_Stored data_
::::::
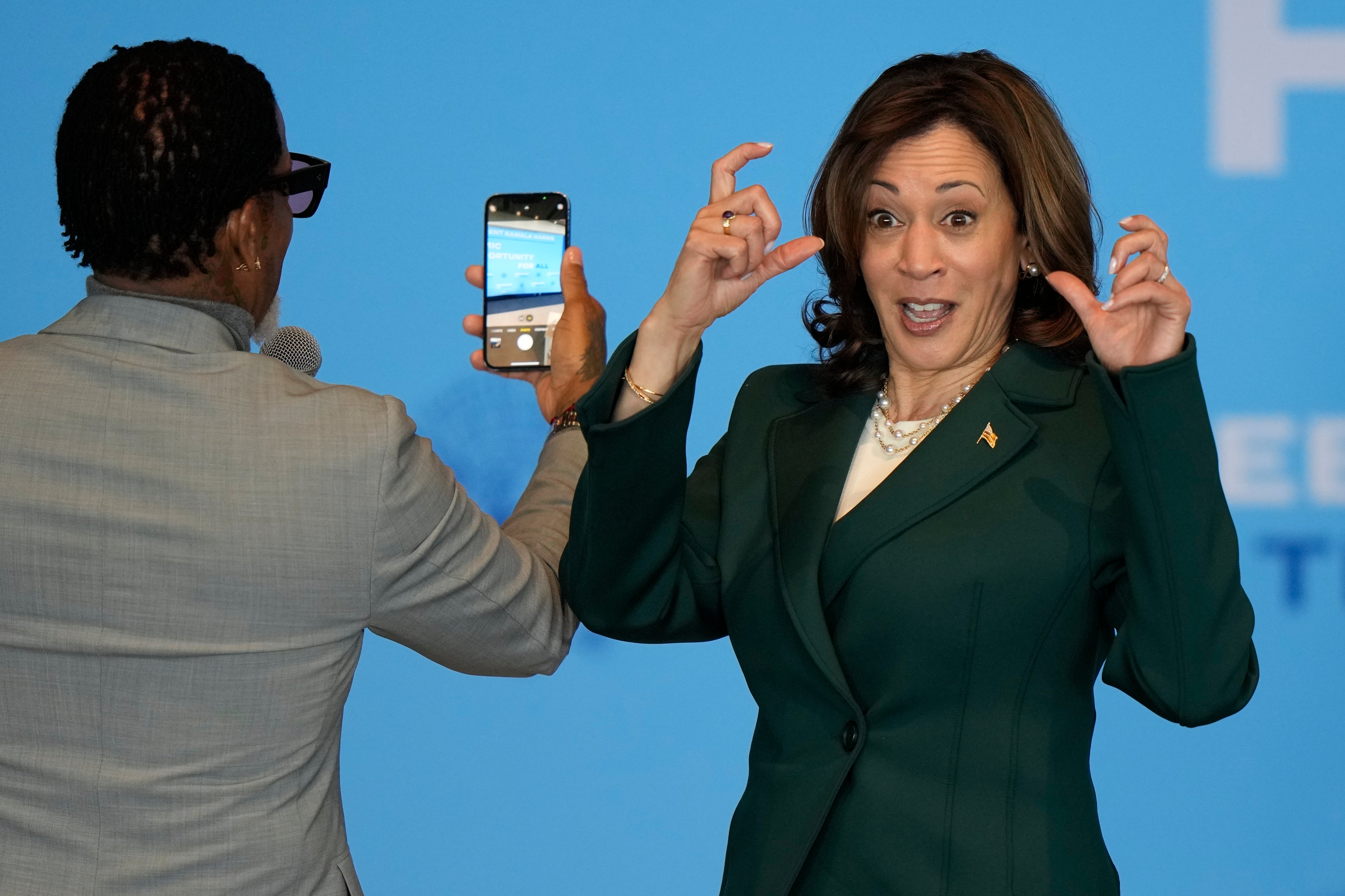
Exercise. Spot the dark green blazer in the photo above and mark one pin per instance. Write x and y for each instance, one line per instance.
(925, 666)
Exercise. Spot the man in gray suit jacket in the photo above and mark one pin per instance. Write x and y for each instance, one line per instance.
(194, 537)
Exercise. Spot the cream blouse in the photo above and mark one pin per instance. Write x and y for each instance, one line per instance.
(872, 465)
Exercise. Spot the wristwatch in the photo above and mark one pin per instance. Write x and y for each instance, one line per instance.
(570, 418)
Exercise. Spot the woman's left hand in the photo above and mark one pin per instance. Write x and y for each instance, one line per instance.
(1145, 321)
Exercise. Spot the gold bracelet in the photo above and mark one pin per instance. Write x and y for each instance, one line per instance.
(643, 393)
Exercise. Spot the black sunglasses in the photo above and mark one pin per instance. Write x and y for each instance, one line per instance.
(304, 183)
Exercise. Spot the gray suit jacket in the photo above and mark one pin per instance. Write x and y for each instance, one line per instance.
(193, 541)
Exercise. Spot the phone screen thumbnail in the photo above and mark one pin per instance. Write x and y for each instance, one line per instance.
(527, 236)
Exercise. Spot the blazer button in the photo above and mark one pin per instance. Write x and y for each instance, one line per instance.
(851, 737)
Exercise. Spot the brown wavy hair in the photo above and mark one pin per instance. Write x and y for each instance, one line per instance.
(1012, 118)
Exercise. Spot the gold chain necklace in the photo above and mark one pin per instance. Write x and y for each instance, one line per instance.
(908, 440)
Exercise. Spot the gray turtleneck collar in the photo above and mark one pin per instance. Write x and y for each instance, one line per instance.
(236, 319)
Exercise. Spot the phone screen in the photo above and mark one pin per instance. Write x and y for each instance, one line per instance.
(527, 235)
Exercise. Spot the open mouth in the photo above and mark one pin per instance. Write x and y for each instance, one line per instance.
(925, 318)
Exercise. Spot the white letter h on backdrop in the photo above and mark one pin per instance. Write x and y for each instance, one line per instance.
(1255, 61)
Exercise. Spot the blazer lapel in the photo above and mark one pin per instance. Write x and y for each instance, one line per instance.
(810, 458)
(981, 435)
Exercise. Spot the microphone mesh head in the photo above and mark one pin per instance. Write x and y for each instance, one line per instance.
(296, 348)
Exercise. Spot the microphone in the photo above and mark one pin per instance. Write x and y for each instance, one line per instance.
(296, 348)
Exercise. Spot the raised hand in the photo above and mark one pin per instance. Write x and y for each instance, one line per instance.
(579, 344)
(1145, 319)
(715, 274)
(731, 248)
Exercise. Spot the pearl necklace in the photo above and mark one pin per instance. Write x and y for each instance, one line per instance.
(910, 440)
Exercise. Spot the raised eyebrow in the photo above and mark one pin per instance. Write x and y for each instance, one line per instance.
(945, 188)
::::::
_To do_
Output the lines above verbatim, images excluded.

_Response_
Exercise. Spot the dark green blazer in the photo above and mark one pin per instance. Write x and y for each instance, one line per instance.
(925, 666)
Exercise. Spot the man in gray suit jacket in the photo above and mark one pin per instance. Write x and y for each instance, one line per instance.
(194, 537)
Exercise. Spot the cream blouse in the photo above and mark one pin per instance. Write x and y for each instance, one line per instance.
(872, 465)
Exercise. Spot the wristwatch in the photo above and mark one pin per instance. Write x and y for each instance, one line per instance.
(570, 418)
Exercise. Spot the woman's left hand in the photo above and mark one pin per instance. Write x and y for each instance, one line per instance.
(1145, 321)
Exercise. Spot the gold bracelet in the photo above and mark one pin per instance. Write x and y for each instance, one line per instance.
(643, 393)
Exercise. Spot the black sunglasses in the photo above and mark one pin per instance. Write x and y for each instance, one line per instance.
(304, 183)
Exercise. Spot the gray suit jacket in the photo above and mark one pin per instance. Write x and y for each instance, one line per instance.
(193, 541)
Exercise. Spot the phone screen thumbnail in the photo above and mark one pin per instance. Write x and y for each instance, one line per instance.
(527, 236)
Exercise. Spot the blazer button in the photo above and mark one pin per instance. Write x and y for each instance, one line per instance.
(851, 737)
Exercise. Spot the brown wavy hair in the photo above and mark one pin per instance. Write x and y for each instance, one line per instance.
(1012, 118)
Exercise. Spot the gold chain necklace in the photo above and mark one pin per instance. Write x and y for each instance, one line per instance.
(908, 440)
Exercise. Spot the gray turtleneck collar in the photo above and mark one pin per instance. Write x and y for each instance, one line per instance.
(236, 319)
Exercise. Spot the phone screen in the photo above and mark one pin per instance. Write x and y for each instance, one line per instance.
(527, 235)
Exercise. Spot the open mouth in the photo above and mark one pin per instance. Write x and y for each instance, one line per instance.
(925, 318)
Exercise. Spot the white letter h on backdrop in the photo above and mark one pin per instance. Write x and y for each instance, one line per instance.
(1255, 61)
Exercise. Spot the blazer lapel in the photo above and mark one pin per instance. Write x and y for each instance, one line per instance.
(810, 458)
(981, 435)
Exercise. Spot the microphone mesh head in the photo above and mark one pin per instance. Write x and y for each instance, one line per instance.
(296, 348)
Exercise. Spot the microphone in the photo above and mark one pin per instance. Write x and y for each instance, one line per instance.
(296, 348)
Exercise. Spot the raised hand in the photo above and mark one pin per instance. Write x and y for each instance, one line per instance.
(579, 344)
(1145, 319)
(715, 274)
(731, 248)
Exercise. Spot the pearl necklace in the photo above and mark one pin per instance. Write x and y for each instance, one line per instance.
(910, 440)
Exercise. Spot the raised eyebrow in the photo above and mark one pin per instance. Write x and y for each instance, one line per instance.
(945, 188)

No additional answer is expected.